==== STORED RECORDS ====
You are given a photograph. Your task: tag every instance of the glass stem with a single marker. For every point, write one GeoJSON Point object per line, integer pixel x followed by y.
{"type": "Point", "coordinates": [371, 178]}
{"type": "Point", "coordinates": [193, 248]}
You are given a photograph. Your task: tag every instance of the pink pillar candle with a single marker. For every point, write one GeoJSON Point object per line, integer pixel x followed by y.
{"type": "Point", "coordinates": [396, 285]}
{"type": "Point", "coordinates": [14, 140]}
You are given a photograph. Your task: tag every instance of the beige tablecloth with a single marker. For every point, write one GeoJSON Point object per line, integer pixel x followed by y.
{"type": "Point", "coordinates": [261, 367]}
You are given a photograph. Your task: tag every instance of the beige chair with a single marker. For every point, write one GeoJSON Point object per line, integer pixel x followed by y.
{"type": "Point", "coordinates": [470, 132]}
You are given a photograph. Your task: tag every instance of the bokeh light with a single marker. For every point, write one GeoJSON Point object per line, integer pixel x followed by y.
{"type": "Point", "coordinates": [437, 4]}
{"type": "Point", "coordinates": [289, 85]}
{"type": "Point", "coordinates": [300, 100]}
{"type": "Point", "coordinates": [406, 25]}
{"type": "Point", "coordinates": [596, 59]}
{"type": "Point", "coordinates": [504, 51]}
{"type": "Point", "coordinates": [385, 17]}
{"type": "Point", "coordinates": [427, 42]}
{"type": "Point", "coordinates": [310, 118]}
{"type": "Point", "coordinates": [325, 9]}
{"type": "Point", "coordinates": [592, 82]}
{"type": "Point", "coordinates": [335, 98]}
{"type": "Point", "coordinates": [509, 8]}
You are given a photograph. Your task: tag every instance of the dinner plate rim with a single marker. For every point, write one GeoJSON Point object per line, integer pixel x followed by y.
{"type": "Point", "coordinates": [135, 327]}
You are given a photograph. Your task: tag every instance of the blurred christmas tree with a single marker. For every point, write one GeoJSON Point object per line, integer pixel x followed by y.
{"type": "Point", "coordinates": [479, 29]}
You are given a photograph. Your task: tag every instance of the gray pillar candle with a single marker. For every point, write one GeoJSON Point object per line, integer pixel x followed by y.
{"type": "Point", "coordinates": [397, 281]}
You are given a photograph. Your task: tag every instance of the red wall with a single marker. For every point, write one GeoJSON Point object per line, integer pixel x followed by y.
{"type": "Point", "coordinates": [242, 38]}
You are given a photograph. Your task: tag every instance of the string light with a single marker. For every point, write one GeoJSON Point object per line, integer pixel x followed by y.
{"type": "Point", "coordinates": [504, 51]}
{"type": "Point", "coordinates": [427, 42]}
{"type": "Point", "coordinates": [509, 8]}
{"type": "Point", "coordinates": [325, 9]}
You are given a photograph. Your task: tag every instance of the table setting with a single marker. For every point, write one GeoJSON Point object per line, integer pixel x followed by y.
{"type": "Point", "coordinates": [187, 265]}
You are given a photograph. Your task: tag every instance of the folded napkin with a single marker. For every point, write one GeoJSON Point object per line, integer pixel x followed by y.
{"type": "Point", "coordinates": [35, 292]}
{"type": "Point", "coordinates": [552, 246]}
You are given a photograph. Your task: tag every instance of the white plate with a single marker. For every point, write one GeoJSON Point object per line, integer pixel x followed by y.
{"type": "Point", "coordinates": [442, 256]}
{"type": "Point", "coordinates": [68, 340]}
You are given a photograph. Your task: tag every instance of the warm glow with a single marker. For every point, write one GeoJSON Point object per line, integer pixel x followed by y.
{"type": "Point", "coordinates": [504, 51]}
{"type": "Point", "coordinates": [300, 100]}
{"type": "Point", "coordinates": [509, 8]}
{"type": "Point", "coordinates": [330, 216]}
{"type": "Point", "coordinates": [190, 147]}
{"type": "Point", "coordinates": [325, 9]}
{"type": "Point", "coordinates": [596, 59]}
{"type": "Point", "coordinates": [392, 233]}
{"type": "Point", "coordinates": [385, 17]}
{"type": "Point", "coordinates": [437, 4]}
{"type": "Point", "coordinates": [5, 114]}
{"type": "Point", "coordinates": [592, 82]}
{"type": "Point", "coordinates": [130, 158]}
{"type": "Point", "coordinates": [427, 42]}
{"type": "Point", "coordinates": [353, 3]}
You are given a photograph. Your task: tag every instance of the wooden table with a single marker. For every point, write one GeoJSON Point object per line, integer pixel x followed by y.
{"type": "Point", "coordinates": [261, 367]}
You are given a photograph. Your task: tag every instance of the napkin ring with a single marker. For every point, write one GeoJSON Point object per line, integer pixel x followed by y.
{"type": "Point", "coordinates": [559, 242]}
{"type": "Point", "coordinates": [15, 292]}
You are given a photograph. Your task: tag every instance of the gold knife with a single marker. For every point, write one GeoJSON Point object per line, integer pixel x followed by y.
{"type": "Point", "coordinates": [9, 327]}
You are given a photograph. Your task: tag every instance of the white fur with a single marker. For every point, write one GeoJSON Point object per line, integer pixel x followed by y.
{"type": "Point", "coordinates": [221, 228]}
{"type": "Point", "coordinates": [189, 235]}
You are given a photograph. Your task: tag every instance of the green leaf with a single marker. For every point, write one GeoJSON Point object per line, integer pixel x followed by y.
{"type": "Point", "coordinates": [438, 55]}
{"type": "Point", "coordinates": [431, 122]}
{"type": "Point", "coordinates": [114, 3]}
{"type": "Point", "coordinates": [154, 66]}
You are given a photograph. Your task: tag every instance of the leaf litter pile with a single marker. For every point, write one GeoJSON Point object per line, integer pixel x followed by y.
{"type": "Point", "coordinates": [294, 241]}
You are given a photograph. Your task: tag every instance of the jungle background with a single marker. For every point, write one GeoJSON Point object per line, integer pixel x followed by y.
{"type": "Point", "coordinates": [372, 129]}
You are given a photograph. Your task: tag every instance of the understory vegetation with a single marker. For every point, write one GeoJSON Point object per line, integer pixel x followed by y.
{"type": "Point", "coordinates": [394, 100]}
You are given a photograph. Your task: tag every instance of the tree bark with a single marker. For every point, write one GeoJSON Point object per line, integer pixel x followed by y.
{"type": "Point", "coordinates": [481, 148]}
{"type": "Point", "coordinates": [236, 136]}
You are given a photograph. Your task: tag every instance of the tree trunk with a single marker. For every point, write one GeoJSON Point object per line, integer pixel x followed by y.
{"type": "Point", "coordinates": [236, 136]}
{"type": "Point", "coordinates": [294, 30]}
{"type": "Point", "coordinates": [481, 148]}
====
REQUIREMENTS -
Render all of the data above as a two-column CSV headed instruction and answer, with one row per instruction and every answer line that follows it in the second column. Wrap each field in double quotes and replace line breaks inside a field with spaces.

SOLUTION FOR THIS PROBLEM -
instruction,answer
"You are given a photograph. Your task: tag every instance of the glass stem with a single marker. For every point, write one GeoJSON Point object per line, integer pixel x followed by y.","{""type"": ""Point"", ""coordinates"": [371, 178]} {""type"": ""Point"", ""coordinates"": [193, 248]}"
"You are given a photograph. Your task: tag every instance of the pink pillar candle with a single marker. For every point, write one GeoJSON Point object per line, integer pixel x followed by y.","{""type"": ""Point"", ""coordinates"": [396, 285]} {""type"": ""Point"", ""coordinates"": [14, 140]}"
"You are given a photograph. Your task: tag every instance of the beige tablecloth with a single marker. For every point, write one GeoJSON Point object per line, integer pixel x followed by y.","{""type"": ""Point"", ""coordinates"": [261, 367]}"
"You are given a photograph. Your task: tag every instance of the beige chair with a single marker. For every point, write one GeoJSON Point object per line, integer pixel x followed by y.","{""type"": ""Point"", ""coordinates"": [470, 132]}"
"You are given a photograph. Your task: tag every instance of the bokeh light with a single marker. For every point, write one GeoJSON Point object per line, integer pixel x followed by y.","{""type"": ""Point"", ""coordinates"": [437, 4]} {""type"": ""Point"", ""coordinates"": [289, 85]} {""type"": ""Point"", ""coordinates"": [300, 100]} {""type"": ""Point"", ""coordinates"": [406, 25]} {""type"": ""Point"", ""coordinates"": [596, 59]} {""type"": ""Point"", ""coordinates"": [504, 51]} {""type"": ""Point"", ""coordinates"": [385, 17]} {""type"": ""Point"", ""coordinates"": [427, 42]} {""type"": ""Point"", ""coordinates"": [310, 118]} {""type"": ""Point"", ""coordinates"": [325, 9]} {""type"": ""Point"", ""coordinates"": [592, 82]} {""type"": ""Point"", ""coordinates"": [335, 98]} {""type"": ""Point"", ""coordinates"": [509, 8]}"
"You are given a photograph. Your task: tag every instance of the dinner plate rim with a single marker. For every point, write one GeoJSON Point object per line, integer pixel x followed by y.","{""type"": ""Point"", ""coordinates"": [135, 327]}"
"You are given a photograph. Your task: tag every instance of the blurred christmas tree with a single marker. For every point, write one GeoJSON Point object per line, integer pixel x followed by y.","{""type"": ""Point"", ""coordinates"": [479, 29]}"
"You are given a photograph. Your task: tag every instance of the gray pillar candle with a single marker. For every point, write one GeoJSON Point object per line, integer pixel x followed by y.","{""type"": ""Point"", ""coordinates"": [397, 281]}"
"You are given a photograph. Your task: tag every instance of the red wall with a single marker. For every point, write one GeoJSON Point object per line, integer pixel x followed by y.","{""type"": ""Point"", ""coordinates"": [242, 38]}"
"You are given a photograph. Your task: tag every instance of the string light with a single marker. For every point, write one GeoJSON Point object per line, integer pixel x followed by y.","{""type"": ""Point"", ""coordinates"": [504, 51]} {""type"": ""Point"", ""coordinates"": [427, 42]} {""type"": ""Point"", ""coordinates"": [509, 8]} {""type"": ""Point"", ""coordinates"": [325, 9]}"
"You are given a photograph. Your task: tag every instance of the table setting with a single marker. For every point, write one GeoJSON Point object per line, integer pixel x followed by y.","{""type"": ""Point"", ""coordinates"": [187, 265]}"
"You are given a photograph. Your task: tag every instance of the folded napkin with a single marker. For every point, write one GeoJSON Point object per line, integer pixel x followed by y.","{""type"": ""Point"", ""coordinates"": [35, 292]} {""type"": ""Point"", ""coordinates"": [552, 246]}"
"You are given a photograph. Your task: tag every instance of the white plate with a single marker. For every point, write one GeoJSON Point object per line, integer pixel x followed by y.","{""type"": ""Point"", ""coordinates"": [442, 256]} {""type"": ""Point"", ""coordinates"": [68, 340]}"
"You are given a photograph. Your task: tag every instance of the warm glow with a single marker. For every point, write one GeoJSON Point object per line, integer pixel x followed by y.","{""type"": ""Point"", ""coordinates"": [504, 51]} {""type"": ""Point"", ""coordinates"": [300, 100]} {""type"": ""Point"", ""coordinates"": [509, 8]} {""type"": ""Point"", ""coordinates"": [330, 216]} {""type"": ""Point"", ""coordinates"": [190, 147]} {""type"": ""Point"", ""coordinates"": [325, 9]} {""type"": ""Point"", ""coordinates"": [596, 59]} {""type"": ""Point"", ""coordinates"": [392, 233]} {""type"": ""Point"", ""coordinates"": [385, 17]} {""type"": ""Point"", ""coordinates"": [437, 4]} {""type"": ""Point"", ""coordinates"": [5, 114]} {""type"": ""Point"", ""coordinates"": [592, 82]} {""type"": ""Point"", ""coordinates"": [130, 158]} {""type"": ""Point"", ""coordinates"": [427, 42]} {""type"": ""Point"", ""coordinates"": [353, 3]}"
"You are given a photograph. Your task: tag every instance of the wooden table with a single marker. For every point, write one GeoJSON Point object per line, integer pixel x followed by y.","{""type"": ""Point"", ""coordinates"": [261, 367]}"
"You are given a photograph. Your task: tag every instance of the napkin ring with a single marker. For every point, write one GeoJSON Point object per line, integer pixel x followed by y.","{""type"": ""Point"", ""coordinates"": [559, 242]} {""type"": ""Point"", ""coordinates"": [15, 292]}"
"You are given a photograph. Your task: tag every instance of the gold knife with a single marker. For every point, write one GeoJSON Point object per line, integer pixel x followed by y.","{""type"": ""Point"", ""coordinates"": [9, 327]}"
"You are given a photograph. Your task: tag every instance of the white fur with a single marker. For every point, write one GeoJSON Point object per line, integer pixel x followed by y.","{""type"": ""Point"", ""coordinates"": [221, 228]} {""type"": ""Point"", ""coordinates"": [189, 235]}"
"You are given a photograph. Your task: tag every instance of the green leaf with a single marker. For every point, write one GeoJSON Point object per line, integer pixel x followed by y.","{""type"": ""Point"", ""coordinates"": [438, 55]} {""type"": ""Point"", ""coordinates"": [431, 122]} {""type"": ""Point"", ""coordinates"": [114, 3]} {""type"": ""Point"", ""coordinates"": [154, 66]}"
"You are given a photograph. Your task: tag every instance of the leaf litter pile with a single marker. For every point, write one GeoJSON Point object per line, integer pixel x followed by y.","{""type"": ""Point"", ""coordinates"": [294, 241]}"
"You are given a photograph. Your task: tag every instance of the jungle background with a single marker. For every point, write one GeoJSON Point object per line, integer pixel x followed by y.","{""type"": ""Point"", ""coordinates"": [372, 129]}"
"You are given a photograph. Your task: tag every instance of the understory vegetation with a single marker. For every point, write one GeoJSON Point object per line, integer pixel x followed by y.","{""type"": ""Point"", ""coordinates"": [394, 100]}"
"You are given a photograph. Your task: tag every instance of the tree bark with a single marker. For every point, write one GeoJSON Point object per line, integer pixel x followed by y.","{""type"": ""Point"", ""coordinates"": [481, 148]} {""type"": ""Point"", ""coordinates"": [236, 136]}"
"You are given a photograph. Your task: tag every instance of the tree trunk with a single marker. For every point, write one GeoJSON Point object per line, integer pixel x followed by y.","{""type"": ""Point"", ""coordinates"": [236, 136]} {""type"": ""Point"", ""coordinates"": [294, 30]} {""type"": ""Point"", ""coordinates"": [481, 148]}"